### Point annotation records
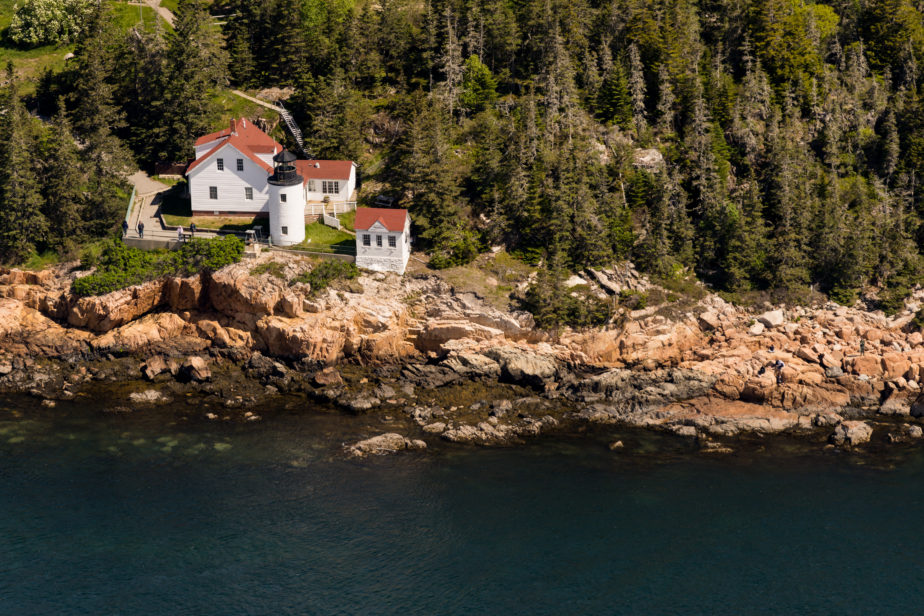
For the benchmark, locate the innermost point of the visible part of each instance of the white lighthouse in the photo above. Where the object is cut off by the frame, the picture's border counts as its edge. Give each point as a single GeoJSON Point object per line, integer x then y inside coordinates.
{"type": "Point", "coordinates": [286, 201]}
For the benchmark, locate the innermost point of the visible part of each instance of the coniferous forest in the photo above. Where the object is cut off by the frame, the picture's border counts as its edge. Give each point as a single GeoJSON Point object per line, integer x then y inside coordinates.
{"type": "Point", "coordinates": [789, 133]}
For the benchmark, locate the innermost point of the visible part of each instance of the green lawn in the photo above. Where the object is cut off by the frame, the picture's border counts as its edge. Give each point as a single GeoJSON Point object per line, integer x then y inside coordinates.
{"type": "Point", "coordinates": [321, 238]}
{"type": "Point", "coordinates": [30, 63]}
{"type": "Point", "coordinates": [347, 220]}
{"type": "Point", "coordinates": [128, 16]}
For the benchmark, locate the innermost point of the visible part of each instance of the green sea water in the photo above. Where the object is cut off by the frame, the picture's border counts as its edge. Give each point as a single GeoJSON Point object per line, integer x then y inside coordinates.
{"type": "Point", "coordinates": [143, 514]}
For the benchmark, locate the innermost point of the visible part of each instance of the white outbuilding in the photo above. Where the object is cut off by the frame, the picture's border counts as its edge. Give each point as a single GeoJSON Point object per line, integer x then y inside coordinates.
{"type": "Point", "coordinates": [383, 239]}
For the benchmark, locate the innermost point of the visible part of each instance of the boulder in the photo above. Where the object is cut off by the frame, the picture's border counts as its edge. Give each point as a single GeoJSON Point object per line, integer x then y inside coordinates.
{"type": "Point", "coordinates": [917, 407]}
{"type": "Point", "coordinates": [865, 364]}
{"type": "Point", "coordinates": [327, 376]}
{"type": "Point", "coordinates": [709, 320]}
{"type": "Point", "coordinates": [851, 433]}
{"type": "Point", "coordinates": [895, 365]}
{"type": "Point", "coordinates": [195, 369]}
{"type": "Point", "coordinates": [649, 159]}
{"type": "Point", "coordinates": [895, 404]}
{"type": "Point", "coordinates": [773, 318]}
{"type": "Point", "coordinates": [473, 365]}
{"type": "Point", "coordinates": [438, 333]}
{"type": "Point", "coordinates": [389, 442]}
{"type": "Point", "coordinates": [148, 396]}
{"type": "Point", "coordinates": [524, 367]}
{"type": "Point", "coordinates": [154, 366]}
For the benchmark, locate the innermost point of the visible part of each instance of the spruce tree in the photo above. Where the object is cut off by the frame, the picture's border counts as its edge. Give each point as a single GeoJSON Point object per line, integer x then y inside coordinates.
{"type": "Point", "coordinates": [195, 63]}
{"type": "Point", "coordinates": [22, 224]}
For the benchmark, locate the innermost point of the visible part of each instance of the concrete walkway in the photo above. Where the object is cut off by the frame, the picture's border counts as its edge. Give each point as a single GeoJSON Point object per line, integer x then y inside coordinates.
{"type": "Point", "coordinates": [148, 197]}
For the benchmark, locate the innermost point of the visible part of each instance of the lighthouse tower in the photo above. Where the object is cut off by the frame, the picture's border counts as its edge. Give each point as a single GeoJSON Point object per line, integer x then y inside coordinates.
{"type": "Point", "coordinates": [286, 201]}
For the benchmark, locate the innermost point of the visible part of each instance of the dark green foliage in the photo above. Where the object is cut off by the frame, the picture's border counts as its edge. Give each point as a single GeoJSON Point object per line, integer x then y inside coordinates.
{"type": "Point", "coordinates": [119, 266]}
{"type": "Point", "coordinates": [479, 89]}
{"type": "Point", "coordinates": [327, 272]}
{"type": "Point", "coordinates": [791, 132]}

### Given request
Make an exact copy of all entries above, dropping the images.

### The completed task
For the benchmark, locate the innermost point of the visible part of each instance of the white lighthouse in the photo above. Where the object is cut off by the frame, the picture's border counts as its edge. Give each point as a single GeoJSON Point object per line, integer x then y inside coordinates.
{"type": "Point", "coordinates": [286, 201]}
For the benchmark, locate the innermost point of the visible part of each instance of the coniferous forest in the photo above. Where the object is cut off by the frame, the picture's border counts as its edge. Give each point as a single GeoJSON Point object per line, integer x then y inside coordinates.
{"type": "Point", "coordinates": [789, 133]}
For the benchmark, locate the innermost point of the visible part of each instance of the green lawn in the photo above. Where the object is cut off by the frame, the picture's border counts as its edge. Give each point as a single GeoJSON Point object per line, integer x then y inside coordinates.
{"type": "Point", "coordinates": [321, 238]}
{"type": "Point", "coordinates": [30, 63]}
{"type": "Point", "coordinates": [347, 220]}
{"type": "Point", "coordinates": [128, 16]}
For the benchmark, locate the innermost point of the visible part of each instance of the green sea water in the photo above. Where the object is cut off by the frame, the picture's border counts as its edge. Give each point as a single GeoJSON Point object per line, integer x then y inside coordinates.
{"type": "Point", "coordinates": [143, 514]}
For the benchmark, locate the innermost point of the visible part of each instance of the white outbuilding in the photo above. Where the object is cut off by the frame, the picture's border counts as its edge. Give each point as a single GeoJSON Point object per line, integer x then y inside coordinates.
{"type": "Point", "coordinates": [383, 239]}
For the benchmark, locate the innermost point of the visible part of each instance of the boulder in the photo above. Where the object is cut off by the frame, the picture's border counts as its edge. Give each point as a single GeoJSON Point object per line, integer x then y inside coordinates.
{"type": "Point", "coordinates": [917, 407]}
{"type": "Point", "coordinates": [865, 364]}
{"type": "Point", "coordinates": [327, 376]}
{"type": "Point", "coordinates": [709, 320]}
{"type": "Point", "coordinates": [851, 433]}
{"type": "Point", "coordinates": [895, 365]}
{"type": "Point", "coordinates": [195, 369]}
{"type": "Point", "coordinates": [649, 159]}
{"type": "Point", "coordinates": [895, 404]}
{"type": "Point", "coordinates": [773, 318]}
{"type": "Point", "coordinates": [473, 365]}
{"type": "Point", "coordinates": [438, 333]}
{"type": "Point", "coordinates": [389, 442]}
{"type": "Point", "coordinates": [148, 396]}
{"type": "Point", "coordinates": [524, 367]}
{"type": "Point", "coordinates": [154, 366]}
For the benchmark, locate the innermost point of the visible part of each instance of the spruce tree in the photo above. Where the object is cut off by the frame, the picture's border counts as its edge. Give each point as a single GeoJSON Point object per line, integer x then y inside coordinates.
{"type": "Point", "coordinates": [195, 63]}
{"type": "Point", "coordinates": [22, 224]}
For the benchmark, locate the innermost point of the visible part of each instance of the concrete walkway in the photo above. Where the object is cut off by the frame, the picture's border counts as its edge. Give each point as a single GeoJSON Point object per line, integer x then y inside coordinates.
{"type": "Point", "coordinates": [148, 197]}
For the benchmark, locate the innermost point of the visible part of each instance of the lighthouse tower in the photo above. Where the object is cut off by the frame, the picture's border counts as its edge. Give each point as a single GeoJSON Point object per line, integer x then y inside coordinates.
{"type": "Point", "coordinates": [286, 201]}
For the benchmark, locate the innermost point of the visible part of each instance of the dark green foliage in the photo above. Where the object is cut off by the frame, the picture's border counts as its edge. Give each point as a single GeoJSON Point object per line, integer x then y inside coordinates.
{"type": "Point", "coordinates": [119, 266]}
{"type": "Point", "coordinates": [479, 89]}
{"type": "Point", "coordinates": [327, 272]}
{"type": "Point", "coordinates": [791, 132]}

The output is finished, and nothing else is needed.